── DOCUMENTO DE ORIGEM

Apresentação do filme : Miguel Armando Perez
Texto: Reinaldo Silva
Comandante ou um mito moderno
chamado Fidel
Este comentário não aborda Fidel Castro num confronto
ideológico entre o certo e o errado nem sobre os aspectos da revolução cubana e
seu desdobramento. Não tem a carga moral do bem e do mal.
Vivemos num mundo em que a busca do convencimento é uma arma
permanente de persuasão, manipulação e sedução. É um mundo com pântanos que o
senso comum, os discursos das mídias impressas (jornais, livros e revistas),
eletrônica (televisão), e no presente as mídias sociais, criam para nos fazer
acreditar em “verdades”, “realidades”, “neutralidades” e “objetividades” dos
fatos.
Todos esses espaços servem à luta política, principalmente
quando retratam indivíduos de uma forma personalista. O que desejam é gerenciar
a nossa atenção. Proliferam as ilusões de crenças e obscurecem o
esclarecimento. Acreditam que somos todos tolos, consumidores de novidades. Portanto,
minha intenção não servirá a esses propósitos.
Não só Fidel, mas Che Guevara e a revolução são os três
pilares de sustentação da estrutura do mito. É impossível mencionar apenas um
elemento dessa estrutura sem tocar nas outras duas. Che é o mito da revolução
permanente, de um bem estendido as sociedades da América Latina.

────

TAREFAS A REALIZAR:
#1 Responda com base no comentário sobre Fidel:
(a) Quem assina o texto?
(b) Quem é responsável pela apresentação do filme?
(c) Quais são os três pilares de sustentação da estrutura do mito?
#2 Liste todas as palavras que aparecem entre aspas no comentário sobre Fidel.
#3 Dê sequência ao comentário sobre o mito de Fidel, começando logo após a última frase apresentada.

── ENTRADAS FORNECIDAS

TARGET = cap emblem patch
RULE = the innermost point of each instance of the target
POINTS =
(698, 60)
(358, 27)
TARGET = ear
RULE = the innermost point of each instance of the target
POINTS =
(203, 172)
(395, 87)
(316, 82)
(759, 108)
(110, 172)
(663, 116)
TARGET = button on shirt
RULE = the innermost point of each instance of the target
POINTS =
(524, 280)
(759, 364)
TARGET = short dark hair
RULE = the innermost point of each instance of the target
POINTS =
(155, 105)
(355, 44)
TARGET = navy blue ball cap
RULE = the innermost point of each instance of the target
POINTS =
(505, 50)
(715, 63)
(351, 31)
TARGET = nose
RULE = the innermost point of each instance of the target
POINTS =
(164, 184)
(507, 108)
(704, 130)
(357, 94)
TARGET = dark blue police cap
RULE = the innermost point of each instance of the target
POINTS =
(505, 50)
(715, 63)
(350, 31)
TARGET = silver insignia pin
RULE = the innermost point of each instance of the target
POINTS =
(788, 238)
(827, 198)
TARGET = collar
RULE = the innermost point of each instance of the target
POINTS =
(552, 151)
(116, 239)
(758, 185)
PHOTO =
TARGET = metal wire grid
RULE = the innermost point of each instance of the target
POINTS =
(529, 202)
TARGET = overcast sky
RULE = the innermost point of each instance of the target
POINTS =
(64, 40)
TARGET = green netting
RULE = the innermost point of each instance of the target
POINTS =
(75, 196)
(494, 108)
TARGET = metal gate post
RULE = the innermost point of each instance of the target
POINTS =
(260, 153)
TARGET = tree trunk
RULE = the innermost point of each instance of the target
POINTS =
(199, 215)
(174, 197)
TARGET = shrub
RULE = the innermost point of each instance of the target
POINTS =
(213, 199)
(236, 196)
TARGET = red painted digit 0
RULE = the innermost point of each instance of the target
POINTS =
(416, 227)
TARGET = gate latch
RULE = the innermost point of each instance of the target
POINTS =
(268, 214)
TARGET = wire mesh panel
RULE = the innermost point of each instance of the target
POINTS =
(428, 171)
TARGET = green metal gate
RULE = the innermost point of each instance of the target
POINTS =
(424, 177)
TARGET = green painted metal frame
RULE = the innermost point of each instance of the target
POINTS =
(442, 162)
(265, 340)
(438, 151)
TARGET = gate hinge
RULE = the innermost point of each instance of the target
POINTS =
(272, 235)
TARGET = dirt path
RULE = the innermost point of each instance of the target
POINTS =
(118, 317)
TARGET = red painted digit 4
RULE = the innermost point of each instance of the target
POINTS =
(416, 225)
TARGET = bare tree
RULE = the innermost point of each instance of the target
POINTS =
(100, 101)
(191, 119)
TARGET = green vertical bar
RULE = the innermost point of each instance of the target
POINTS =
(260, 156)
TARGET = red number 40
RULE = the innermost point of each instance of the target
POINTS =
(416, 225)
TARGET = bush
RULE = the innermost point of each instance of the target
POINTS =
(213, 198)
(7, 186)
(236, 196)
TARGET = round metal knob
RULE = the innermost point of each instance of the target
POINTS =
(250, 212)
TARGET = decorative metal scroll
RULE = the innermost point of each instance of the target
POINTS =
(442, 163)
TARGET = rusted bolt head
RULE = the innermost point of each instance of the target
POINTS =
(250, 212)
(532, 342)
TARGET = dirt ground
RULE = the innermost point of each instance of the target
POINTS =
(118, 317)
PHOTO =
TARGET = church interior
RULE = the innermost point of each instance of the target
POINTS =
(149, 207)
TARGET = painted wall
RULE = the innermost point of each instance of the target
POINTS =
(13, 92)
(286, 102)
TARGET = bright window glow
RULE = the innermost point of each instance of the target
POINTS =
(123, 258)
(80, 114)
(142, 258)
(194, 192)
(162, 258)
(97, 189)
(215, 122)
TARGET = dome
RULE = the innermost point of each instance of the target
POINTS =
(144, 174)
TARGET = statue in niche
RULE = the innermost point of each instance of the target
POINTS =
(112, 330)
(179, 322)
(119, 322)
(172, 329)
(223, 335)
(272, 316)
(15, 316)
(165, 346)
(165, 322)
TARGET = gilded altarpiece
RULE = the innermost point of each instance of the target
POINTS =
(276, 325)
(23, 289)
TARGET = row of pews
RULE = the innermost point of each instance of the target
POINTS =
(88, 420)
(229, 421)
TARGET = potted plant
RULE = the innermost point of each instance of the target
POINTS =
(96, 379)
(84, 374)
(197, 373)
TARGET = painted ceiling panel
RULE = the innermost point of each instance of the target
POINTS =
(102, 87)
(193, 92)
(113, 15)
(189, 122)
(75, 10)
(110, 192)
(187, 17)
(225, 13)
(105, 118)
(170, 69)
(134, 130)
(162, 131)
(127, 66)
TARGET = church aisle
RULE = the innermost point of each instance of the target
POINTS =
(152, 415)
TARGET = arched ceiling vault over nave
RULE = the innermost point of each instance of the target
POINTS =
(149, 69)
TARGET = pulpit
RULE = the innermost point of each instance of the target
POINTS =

────

RESPOSTAS DO EXERCÍCIO:
#1
(a) O texto é assinado por Reinaldo Silva.
(b) A apresentação do filme é de Miguel Armando Perez.
(c) Os três pilares são Fidel, Che Guevara e a revolução.

#2 As palavras entre aspas são "verdades", "realidades", "neutralidades" e "objetividades".

#3
São os três pilares acima mencionados que o filme de Oliver
Stone esmiúça, com suas lentes focadas em diversos ângulos, que faz a câmara
tremer em diversas ocasiões, diálogos provocativos, entrecortados pelas mãos,
rosto e corpo inteiro de Fidel. Oliver Stone expõe o mito em seu estágio de
idade avançada.
Fidel é um líder carismático das massas porque a sedução é
uma fusão afetiva puramente emocional, o êxtase e o encanto que sua enérgica
postura de pai provedor provoca, acompanhada de um discurso de atos de bravura,
canaliza e promovendo uma vontade de superação coletiva das dificuldades
materiais.
Um inimigo comum, espécie de grande mal, fortalece a união
da massa em torno do líder Fidel. O grau de religiosidade faz parte da dimensão
altruísta emanado pela sua figura. Ele inclusive relata o sacrifício dedicado à
revolução. Nas cenas externas, principalmente com estudantes, ocorre um
frenesi, a tensão dos braços erguidos para tocá-lo, como somente os santos
irradiam. Um beijo de Fidel é motivo de lágrimas.
Seu surgimento e de Che Guevara como mitos modernos está
localizado num período histórico em que as utopias marxistas vigoravam como
lema central na luta política contra a miséria econômica e conseqüente opressão
de classe nas sociedades capitalistas.
Não há como entender o mito Fidel revolucionário se não localizar
a sua figura num ambiente mundial da “guerra fria”, dividido pelo capitalismo
americano e o socialismo soviético. E ainda, pela resistência a partir do
início do bloqueio econômico imposto pelos americanos na década de 60. A
própria resistência ao bloqueio foi a chama que manteve acesa a figura de Fidel
como mito.
Outro elemento importante para manutenção da chama do mito
Fidel teve a participação de depoimentos artistas de diversas áreas, filmes,
publicações de livros, festivais, além das “realizações” de Cuba, principalmente nas
áreas de saúde e educação.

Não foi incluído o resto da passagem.